What to do → Print every line of the listing below, starting with the line that holds "Where can the snow pile" and going on through the line that holds "Where can the broken", both included, and print nothing else.

Material for this task →
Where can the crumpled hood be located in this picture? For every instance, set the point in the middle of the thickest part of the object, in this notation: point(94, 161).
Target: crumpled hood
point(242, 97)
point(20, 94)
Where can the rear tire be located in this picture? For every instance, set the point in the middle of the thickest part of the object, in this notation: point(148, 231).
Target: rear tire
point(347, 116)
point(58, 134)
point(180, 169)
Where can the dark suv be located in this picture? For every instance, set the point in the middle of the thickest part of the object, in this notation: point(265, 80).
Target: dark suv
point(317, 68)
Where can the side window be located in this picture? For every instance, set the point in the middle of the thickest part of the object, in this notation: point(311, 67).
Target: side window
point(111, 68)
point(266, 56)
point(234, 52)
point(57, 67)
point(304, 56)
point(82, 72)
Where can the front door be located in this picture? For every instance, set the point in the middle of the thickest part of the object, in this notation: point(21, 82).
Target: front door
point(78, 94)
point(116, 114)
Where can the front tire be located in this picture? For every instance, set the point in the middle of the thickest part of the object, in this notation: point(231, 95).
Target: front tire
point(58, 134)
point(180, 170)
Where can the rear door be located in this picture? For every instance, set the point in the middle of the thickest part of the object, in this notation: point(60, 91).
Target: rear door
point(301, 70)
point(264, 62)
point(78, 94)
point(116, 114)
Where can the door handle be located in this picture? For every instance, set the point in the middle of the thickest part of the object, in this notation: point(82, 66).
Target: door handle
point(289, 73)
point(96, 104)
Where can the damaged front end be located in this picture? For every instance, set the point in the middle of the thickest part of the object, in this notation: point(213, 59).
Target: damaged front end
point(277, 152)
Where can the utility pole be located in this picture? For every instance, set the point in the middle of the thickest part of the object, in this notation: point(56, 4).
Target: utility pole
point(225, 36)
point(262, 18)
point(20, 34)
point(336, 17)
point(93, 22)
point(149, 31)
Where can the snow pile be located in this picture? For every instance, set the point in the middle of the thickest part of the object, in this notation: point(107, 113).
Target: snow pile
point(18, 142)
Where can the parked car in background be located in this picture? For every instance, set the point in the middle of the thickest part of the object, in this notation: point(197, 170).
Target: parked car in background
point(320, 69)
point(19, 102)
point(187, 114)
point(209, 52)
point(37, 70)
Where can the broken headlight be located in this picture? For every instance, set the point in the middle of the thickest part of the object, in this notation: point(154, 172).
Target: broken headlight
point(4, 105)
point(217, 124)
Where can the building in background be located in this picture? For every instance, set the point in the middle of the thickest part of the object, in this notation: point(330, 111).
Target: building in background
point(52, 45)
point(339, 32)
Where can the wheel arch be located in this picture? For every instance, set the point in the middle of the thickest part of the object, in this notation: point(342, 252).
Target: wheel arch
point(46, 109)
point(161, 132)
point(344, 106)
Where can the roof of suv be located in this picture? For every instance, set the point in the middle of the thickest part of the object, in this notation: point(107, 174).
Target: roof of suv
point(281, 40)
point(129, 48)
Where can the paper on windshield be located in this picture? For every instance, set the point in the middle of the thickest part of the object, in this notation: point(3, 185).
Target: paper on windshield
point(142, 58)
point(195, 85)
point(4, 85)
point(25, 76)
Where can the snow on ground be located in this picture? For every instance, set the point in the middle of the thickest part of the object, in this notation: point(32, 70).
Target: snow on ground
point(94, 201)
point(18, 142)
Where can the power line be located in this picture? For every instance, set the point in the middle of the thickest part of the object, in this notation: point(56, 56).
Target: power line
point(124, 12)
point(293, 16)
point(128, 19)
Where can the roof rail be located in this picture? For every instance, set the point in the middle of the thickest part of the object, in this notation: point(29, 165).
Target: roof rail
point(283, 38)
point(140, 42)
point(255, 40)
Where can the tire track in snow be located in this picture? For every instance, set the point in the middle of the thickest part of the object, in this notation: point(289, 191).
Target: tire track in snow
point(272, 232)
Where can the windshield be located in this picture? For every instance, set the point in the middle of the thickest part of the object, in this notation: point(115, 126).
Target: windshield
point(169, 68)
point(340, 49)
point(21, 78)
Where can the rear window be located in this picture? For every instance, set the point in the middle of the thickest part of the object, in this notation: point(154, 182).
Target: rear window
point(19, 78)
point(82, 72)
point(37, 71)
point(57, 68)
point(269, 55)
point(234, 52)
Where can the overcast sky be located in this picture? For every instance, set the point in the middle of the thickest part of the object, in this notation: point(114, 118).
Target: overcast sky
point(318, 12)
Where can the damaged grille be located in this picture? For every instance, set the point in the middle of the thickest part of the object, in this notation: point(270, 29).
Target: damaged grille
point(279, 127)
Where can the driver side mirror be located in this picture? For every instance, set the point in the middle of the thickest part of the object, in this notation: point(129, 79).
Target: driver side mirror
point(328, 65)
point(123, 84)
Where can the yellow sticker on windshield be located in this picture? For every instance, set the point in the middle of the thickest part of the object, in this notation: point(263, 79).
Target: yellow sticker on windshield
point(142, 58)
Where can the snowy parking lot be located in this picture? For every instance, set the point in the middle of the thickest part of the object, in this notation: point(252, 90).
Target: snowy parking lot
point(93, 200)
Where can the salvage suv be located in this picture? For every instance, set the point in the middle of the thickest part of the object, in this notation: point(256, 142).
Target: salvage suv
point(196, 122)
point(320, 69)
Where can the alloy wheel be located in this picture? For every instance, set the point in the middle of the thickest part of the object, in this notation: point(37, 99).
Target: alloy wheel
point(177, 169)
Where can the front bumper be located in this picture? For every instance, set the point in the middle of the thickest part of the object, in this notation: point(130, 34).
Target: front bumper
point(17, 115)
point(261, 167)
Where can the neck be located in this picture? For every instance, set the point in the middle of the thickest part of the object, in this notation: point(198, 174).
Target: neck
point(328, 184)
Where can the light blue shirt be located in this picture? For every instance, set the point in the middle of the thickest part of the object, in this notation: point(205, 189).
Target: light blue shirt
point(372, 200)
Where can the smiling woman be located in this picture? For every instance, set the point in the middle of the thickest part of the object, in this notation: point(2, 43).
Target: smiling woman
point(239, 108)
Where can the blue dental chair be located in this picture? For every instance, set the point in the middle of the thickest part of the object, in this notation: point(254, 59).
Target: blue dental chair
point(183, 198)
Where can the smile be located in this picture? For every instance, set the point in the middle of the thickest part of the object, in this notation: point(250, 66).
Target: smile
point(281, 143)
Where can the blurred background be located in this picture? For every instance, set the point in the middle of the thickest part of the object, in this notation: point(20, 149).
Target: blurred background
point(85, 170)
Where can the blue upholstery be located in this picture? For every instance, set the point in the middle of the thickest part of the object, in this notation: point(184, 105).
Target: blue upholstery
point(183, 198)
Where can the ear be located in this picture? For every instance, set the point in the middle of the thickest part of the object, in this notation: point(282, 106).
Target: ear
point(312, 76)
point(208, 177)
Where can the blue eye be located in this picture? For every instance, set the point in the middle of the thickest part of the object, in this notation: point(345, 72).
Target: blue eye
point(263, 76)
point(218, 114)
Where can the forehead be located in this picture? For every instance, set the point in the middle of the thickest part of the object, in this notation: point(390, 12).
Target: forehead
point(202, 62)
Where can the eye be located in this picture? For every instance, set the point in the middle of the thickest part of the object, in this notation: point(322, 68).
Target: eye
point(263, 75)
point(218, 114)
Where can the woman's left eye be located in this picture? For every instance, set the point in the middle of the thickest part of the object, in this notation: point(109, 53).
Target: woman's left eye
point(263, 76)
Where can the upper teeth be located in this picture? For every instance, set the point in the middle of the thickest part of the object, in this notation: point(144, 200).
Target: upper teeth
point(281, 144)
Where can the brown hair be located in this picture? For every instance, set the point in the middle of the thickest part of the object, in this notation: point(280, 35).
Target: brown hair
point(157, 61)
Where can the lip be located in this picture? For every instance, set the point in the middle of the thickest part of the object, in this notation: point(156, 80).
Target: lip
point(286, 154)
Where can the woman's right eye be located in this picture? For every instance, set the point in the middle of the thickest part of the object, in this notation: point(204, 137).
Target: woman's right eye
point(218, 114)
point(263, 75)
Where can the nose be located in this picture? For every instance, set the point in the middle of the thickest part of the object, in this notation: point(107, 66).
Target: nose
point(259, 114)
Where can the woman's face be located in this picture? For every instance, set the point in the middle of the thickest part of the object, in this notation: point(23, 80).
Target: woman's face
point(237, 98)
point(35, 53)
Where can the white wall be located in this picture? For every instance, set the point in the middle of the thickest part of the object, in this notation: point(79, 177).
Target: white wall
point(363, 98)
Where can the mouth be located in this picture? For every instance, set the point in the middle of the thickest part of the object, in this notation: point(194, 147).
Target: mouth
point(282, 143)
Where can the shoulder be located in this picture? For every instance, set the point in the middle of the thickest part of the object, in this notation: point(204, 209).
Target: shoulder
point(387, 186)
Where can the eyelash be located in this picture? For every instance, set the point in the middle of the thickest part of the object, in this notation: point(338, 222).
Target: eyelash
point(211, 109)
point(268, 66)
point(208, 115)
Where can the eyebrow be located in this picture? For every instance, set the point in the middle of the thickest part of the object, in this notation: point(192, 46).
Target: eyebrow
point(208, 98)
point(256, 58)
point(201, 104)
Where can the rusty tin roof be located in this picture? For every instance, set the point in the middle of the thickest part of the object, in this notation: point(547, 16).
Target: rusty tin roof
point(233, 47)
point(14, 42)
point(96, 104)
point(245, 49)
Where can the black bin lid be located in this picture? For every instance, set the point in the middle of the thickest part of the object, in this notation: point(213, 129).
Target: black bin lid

==

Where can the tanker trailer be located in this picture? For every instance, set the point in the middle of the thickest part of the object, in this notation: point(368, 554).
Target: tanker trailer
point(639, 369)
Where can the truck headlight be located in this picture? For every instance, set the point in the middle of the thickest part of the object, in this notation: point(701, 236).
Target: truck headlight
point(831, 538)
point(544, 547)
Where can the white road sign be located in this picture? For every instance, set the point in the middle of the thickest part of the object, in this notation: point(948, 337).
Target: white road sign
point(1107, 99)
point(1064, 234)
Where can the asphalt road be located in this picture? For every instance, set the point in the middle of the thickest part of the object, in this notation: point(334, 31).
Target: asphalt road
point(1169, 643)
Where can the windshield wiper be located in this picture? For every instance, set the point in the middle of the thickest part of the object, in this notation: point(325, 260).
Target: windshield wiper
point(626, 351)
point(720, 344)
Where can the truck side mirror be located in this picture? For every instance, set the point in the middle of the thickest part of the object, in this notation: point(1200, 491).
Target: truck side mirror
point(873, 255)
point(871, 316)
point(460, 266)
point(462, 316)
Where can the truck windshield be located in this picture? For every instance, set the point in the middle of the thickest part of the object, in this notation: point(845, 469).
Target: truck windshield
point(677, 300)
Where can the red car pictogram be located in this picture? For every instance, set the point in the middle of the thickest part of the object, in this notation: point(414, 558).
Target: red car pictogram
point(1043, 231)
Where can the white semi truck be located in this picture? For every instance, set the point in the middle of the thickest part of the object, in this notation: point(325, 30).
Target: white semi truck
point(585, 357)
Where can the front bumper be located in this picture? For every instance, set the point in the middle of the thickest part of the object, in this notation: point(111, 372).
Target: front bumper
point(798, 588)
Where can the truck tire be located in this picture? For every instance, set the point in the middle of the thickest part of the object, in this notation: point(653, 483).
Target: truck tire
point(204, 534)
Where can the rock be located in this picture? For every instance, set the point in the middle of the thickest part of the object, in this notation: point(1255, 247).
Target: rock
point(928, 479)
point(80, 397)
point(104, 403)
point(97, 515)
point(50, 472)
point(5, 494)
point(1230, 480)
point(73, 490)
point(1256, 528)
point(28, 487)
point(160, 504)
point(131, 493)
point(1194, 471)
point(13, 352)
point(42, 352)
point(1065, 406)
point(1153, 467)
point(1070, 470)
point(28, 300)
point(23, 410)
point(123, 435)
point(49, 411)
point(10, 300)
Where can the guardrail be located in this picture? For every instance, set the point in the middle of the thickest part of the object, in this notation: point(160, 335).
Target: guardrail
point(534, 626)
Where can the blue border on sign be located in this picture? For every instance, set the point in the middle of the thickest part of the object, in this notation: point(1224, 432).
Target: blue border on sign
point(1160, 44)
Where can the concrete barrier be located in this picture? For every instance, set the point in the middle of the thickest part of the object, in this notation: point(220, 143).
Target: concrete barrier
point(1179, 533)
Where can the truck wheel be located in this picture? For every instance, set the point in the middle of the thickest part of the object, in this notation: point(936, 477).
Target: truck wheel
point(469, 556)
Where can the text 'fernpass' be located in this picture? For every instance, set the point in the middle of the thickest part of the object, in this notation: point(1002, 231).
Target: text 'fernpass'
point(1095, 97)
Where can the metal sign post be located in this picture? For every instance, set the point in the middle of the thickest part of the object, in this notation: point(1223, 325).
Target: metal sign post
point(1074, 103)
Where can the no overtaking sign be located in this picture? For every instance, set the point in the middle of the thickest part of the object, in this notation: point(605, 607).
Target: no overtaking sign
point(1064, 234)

* * *

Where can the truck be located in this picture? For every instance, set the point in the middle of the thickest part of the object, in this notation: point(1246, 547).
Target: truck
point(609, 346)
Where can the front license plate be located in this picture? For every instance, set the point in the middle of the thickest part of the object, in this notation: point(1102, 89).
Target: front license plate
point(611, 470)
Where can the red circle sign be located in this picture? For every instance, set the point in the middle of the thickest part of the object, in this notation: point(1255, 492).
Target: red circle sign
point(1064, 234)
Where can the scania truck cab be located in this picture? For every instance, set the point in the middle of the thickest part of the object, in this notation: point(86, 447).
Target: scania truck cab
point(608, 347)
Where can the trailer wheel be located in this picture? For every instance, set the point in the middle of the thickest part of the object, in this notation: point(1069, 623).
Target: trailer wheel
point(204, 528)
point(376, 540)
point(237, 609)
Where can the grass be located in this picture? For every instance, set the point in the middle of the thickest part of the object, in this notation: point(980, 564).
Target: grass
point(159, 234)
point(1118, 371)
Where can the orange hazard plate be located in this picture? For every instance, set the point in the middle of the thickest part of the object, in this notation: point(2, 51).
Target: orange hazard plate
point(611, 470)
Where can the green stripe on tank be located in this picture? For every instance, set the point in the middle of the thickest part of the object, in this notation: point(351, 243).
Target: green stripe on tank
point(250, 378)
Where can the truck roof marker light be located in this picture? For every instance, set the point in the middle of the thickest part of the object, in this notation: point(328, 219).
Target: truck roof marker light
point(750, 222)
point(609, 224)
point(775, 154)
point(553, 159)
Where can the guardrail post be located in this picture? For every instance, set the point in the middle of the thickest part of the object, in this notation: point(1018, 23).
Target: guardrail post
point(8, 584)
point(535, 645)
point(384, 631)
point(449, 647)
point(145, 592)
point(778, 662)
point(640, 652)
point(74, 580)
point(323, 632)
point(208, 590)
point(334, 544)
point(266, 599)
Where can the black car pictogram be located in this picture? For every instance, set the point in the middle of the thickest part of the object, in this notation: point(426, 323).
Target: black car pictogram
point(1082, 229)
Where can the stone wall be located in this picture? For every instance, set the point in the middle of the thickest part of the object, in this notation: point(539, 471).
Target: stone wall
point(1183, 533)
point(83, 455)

Reply to the exercise →
Where can the snow pile be located in this picture? For every instance, set the point in the middle of the thickest part of the object, in this notation: point(107, 113).
Target: snow pile
point(18, 142)
Where can the parked car in background be located in this picture? For every instance, set the point in the middle of the thickest part of the object, in this notation: point(197, 170).
Target: parked car in background
point(320, 69)
point(19, 102)
point(187, 114)
point(209, 52)
point(37, 70)
Where can the broken headlight be located in this picture? For every instance, set the point in the middle of the thickest part of the object, in this notation: point(154, 172).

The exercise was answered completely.